Pull every line holding the word "ground" from the data below and copy it.

____________________

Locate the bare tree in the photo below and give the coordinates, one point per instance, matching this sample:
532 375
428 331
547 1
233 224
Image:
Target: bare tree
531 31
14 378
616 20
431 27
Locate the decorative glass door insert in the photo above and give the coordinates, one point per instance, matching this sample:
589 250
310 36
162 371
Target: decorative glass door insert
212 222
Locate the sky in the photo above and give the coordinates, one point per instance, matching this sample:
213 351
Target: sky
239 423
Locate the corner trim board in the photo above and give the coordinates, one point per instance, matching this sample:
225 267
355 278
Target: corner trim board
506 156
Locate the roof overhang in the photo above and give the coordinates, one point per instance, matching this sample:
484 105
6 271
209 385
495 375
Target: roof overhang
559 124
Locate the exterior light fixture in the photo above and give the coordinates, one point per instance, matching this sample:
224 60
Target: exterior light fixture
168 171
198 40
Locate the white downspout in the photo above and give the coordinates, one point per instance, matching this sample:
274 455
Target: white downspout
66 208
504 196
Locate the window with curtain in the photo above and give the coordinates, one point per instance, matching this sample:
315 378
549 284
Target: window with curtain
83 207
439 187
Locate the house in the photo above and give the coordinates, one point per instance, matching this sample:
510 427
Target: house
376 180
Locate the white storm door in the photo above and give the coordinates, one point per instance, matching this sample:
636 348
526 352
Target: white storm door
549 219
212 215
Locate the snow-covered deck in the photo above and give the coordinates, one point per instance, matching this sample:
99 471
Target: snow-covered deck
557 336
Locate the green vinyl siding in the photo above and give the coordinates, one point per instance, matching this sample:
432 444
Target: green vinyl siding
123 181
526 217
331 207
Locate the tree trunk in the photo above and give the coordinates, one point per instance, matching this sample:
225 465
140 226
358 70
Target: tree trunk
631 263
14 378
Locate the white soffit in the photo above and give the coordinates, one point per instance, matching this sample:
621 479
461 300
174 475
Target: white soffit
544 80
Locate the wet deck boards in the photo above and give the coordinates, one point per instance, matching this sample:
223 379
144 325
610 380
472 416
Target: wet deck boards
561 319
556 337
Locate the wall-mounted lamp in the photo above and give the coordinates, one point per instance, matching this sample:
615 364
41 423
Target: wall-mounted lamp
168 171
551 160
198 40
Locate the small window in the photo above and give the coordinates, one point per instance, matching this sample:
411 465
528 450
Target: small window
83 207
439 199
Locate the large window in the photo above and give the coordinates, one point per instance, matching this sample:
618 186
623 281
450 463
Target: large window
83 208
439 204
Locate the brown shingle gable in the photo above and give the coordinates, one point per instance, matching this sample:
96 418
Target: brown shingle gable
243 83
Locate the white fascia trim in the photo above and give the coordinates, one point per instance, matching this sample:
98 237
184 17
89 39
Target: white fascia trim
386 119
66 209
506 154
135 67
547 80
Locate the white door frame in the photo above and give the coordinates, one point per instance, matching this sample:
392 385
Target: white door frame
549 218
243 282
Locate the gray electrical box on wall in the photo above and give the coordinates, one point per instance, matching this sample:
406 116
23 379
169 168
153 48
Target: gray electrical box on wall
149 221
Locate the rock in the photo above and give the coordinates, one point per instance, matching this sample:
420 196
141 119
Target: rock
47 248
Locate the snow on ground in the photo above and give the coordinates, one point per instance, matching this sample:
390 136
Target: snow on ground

____________________

Expected output:
Locate the snow on ground in the photo above and give the coordinates, one point per instance, matching this sample:
Target: snow on ground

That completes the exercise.